Page text:
He also said, “Children were not pushed beyond their psychological capacities to function. . . .” Actually, the school went to the opposite extreme, with destructive results. For me, the worst thing about the place, worse even than the public humiliation and corporal punishment, was the fact that I spent my teen years being treated like a two-year-old. Being held back in this manner was agonizing at the time and did me permanent harm. As my sister wrote, “Putting you in that place did more damage than putting you in a closet at home would’ve done [which my parents NEVER did]. You didn’t belong there any more than half those kids. You missed growing up and having fun and just doing normal kid stuff.”
Teens had to go to bed at the same time as the small children, for the convenience of the staff. We had no privacy while dressing or bathing. Intellectual inquiry was effectively forbidden. We weren’t taught much in what passed for “classes” and reading material was censored. We were seldom permitted to listen to rock-and-roll. We were shown movies appropriate for small children. We were given toys intended for small children and were expected to play infantile games and sing nursery-rhyme songs. The building was decorated like a day-care center. The counselors used to read to us from Winnie-the-Pooh and Beatrix Potter books. I didn’t even enjoy that sort of thing when I actually was two years old. This pointless effort to force me to repeat my infancy in effect deprived me of my adolescence. I was treated worse than a prisoner under the guise of “nurturing.”
The rationale behind this form of indignity was Bettelheim’s theory that we all had to start over in life and regress to infancy in order to be cured of our alleged psychoses. I have no quarrel with those who find it helpful to play-act childhood scenes in therapy sessions, if they so choose. However, it’s wrong to force anyone to live that way, twenty-four hours a day, seven days a week, with no end in sight, until some “school director” arbitrarily decides the victim has finally “gotten better.” I was not given the opportunity to demonstrate to myself and others that I could handle real-life situations and therefore should not be in that institution. This is not the way to develop self-esteem. I had little or no opportunity to acquire education, job skills, social graces, or familiarity with the mechanics of day-to-day living. After a time, I came to doubt my own abilities. When I finally was scheduled to leave the school, I was justifiably frightened because of my lack of experience of the outside world. It took me a long time to fill in the missing skills, which made my adult life far more difficult than it needed to be.
To add insult to injury, I was expected to be GRATEFUL for being made to feel small and helpless. My unwillingness to go along with the program was seen as my own lack of insight and my ingratitude toward the staff who were trying to help me. Bettelheim and the staff decided what feelings I was supposed to have and what my needs should be, and if I didn’t agree, I was wrong. Disagreement with the Orthogenic School party line was considered to be a symptom of “emotional disturbance.” Whenever I didn’t act in a sufficiently self-effacing manner, in other words if I had any opinions at all, I risked being criticized or punished. I spent years trying to second-guess what the staff wanted to hear me say. Actual two-year-olds often chafe at the restrictions they live under. Can you imagine how a teenager or young adult of normal or gifted intelligence would feel if treated in that way? Bettelheim and his staff totally misunderstood what it means to respect another human being.
Bettelheim might have been exposed to a much milder form of this sort of “nurturing” in the nursing home where he committed suicide. This survivor of Dachau and Buchenwald apparently preferred death to institutional living.

Records from a dataset
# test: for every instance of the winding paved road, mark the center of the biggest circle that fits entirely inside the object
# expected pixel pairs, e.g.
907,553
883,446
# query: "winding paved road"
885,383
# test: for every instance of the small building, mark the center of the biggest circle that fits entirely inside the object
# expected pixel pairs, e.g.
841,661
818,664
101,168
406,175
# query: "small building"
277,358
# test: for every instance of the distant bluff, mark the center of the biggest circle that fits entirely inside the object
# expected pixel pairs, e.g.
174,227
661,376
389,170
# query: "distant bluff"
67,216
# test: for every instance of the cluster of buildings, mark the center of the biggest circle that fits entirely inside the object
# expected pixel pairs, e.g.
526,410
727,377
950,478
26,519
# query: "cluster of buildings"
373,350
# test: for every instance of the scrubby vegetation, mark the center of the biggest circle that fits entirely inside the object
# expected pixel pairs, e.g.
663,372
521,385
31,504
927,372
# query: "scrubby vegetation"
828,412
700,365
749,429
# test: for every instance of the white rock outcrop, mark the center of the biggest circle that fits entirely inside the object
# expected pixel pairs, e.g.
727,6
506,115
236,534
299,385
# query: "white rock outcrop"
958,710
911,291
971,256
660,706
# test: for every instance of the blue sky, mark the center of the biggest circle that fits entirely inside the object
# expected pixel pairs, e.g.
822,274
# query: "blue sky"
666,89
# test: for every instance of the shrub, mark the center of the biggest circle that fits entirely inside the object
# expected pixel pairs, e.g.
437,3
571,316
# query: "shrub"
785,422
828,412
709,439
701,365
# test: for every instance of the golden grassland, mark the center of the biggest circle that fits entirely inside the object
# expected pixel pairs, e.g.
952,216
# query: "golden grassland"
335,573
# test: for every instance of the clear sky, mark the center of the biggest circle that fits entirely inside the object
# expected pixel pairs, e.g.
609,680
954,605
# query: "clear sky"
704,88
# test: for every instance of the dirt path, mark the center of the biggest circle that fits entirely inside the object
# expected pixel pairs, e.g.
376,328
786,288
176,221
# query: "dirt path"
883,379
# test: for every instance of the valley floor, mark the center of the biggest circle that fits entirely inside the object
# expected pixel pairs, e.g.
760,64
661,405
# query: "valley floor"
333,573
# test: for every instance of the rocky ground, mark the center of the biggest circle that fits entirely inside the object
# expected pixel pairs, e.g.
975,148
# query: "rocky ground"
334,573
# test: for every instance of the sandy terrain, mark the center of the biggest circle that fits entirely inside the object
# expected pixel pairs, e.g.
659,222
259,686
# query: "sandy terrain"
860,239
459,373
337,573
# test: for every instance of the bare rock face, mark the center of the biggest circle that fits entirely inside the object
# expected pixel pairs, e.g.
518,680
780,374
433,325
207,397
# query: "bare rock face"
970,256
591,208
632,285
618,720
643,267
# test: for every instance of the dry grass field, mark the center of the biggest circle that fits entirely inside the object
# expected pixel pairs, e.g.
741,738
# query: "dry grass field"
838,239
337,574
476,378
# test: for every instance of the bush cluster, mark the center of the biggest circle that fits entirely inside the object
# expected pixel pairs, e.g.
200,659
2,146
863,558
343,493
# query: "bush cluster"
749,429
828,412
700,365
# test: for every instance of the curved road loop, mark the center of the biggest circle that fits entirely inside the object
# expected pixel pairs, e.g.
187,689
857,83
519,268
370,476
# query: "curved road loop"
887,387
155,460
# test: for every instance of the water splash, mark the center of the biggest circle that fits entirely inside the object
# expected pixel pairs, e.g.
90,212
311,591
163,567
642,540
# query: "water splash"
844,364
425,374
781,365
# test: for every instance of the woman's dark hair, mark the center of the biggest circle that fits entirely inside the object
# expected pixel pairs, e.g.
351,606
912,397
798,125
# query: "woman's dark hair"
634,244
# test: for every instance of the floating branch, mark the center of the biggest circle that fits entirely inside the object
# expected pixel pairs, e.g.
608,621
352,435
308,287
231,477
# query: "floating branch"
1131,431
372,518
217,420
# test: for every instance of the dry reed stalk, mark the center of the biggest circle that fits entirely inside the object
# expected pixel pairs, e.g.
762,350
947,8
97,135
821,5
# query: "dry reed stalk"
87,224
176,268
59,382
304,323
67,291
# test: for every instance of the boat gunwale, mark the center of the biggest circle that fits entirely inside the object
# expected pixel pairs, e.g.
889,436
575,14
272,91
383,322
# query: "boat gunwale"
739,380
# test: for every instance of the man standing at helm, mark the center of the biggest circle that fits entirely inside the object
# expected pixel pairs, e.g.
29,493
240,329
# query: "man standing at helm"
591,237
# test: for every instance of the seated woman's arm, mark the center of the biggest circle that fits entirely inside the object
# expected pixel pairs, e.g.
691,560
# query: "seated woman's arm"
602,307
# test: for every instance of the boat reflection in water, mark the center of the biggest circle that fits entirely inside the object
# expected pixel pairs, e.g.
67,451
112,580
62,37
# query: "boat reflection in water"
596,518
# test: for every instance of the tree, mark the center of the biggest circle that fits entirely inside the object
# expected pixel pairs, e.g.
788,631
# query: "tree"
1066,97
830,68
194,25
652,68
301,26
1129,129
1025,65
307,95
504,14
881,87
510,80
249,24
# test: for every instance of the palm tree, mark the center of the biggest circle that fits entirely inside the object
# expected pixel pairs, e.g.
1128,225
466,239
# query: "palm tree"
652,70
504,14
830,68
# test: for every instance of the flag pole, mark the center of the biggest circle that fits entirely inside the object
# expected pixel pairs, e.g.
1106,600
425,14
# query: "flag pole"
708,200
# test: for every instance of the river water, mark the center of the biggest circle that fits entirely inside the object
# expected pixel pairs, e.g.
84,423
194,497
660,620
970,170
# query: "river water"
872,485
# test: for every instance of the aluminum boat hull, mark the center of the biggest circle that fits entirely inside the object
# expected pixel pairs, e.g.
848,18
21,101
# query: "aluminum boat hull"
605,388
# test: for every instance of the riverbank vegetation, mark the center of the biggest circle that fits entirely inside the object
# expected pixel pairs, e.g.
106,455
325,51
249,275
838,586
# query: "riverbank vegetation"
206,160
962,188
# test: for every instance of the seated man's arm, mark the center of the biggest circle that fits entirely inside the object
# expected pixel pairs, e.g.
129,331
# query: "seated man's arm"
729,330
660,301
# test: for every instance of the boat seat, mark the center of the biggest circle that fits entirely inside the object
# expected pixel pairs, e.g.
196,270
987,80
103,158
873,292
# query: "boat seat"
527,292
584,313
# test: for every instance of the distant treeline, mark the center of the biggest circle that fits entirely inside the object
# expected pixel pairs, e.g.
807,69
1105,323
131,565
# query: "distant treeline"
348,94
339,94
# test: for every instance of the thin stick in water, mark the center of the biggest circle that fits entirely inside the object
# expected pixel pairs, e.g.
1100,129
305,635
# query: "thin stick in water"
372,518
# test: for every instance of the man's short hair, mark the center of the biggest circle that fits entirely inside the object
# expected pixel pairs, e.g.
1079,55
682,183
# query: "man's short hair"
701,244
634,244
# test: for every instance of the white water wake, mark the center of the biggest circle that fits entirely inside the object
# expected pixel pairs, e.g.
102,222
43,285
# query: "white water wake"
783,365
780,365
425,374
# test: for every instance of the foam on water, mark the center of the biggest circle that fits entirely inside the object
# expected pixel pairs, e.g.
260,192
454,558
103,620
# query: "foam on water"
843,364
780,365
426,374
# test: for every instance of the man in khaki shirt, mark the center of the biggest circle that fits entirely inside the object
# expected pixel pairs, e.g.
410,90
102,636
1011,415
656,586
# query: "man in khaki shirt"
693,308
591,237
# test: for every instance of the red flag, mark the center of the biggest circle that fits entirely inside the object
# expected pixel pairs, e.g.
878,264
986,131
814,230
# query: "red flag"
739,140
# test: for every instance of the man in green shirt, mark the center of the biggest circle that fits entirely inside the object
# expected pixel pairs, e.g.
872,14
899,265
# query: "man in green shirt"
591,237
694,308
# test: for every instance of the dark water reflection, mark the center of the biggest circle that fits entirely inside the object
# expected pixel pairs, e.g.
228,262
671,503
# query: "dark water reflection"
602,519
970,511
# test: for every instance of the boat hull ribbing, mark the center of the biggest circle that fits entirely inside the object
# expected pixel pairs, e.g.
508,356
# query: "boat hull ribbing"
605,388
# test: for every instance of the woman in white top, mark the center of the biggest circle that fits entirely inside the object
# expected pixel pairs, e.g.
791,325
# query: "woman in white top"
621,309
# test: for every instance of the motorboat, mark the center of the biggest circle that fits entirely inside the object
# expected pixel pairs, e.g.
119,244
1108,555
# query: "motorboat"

Activity:
Set down the passage from the account of the Orthogenic School, starting with the words "Bettelheim might have" and going on through the words "to institutional living.". The records are separate material, unrelated to the text.

Solution for this problem:
Bettelheim might have been exposed to a much milder form of this sort of “nurturing” in the nursing home where he committed suicide. This survivor of Dachau and Buchenwald apparently preferred death to institutional living.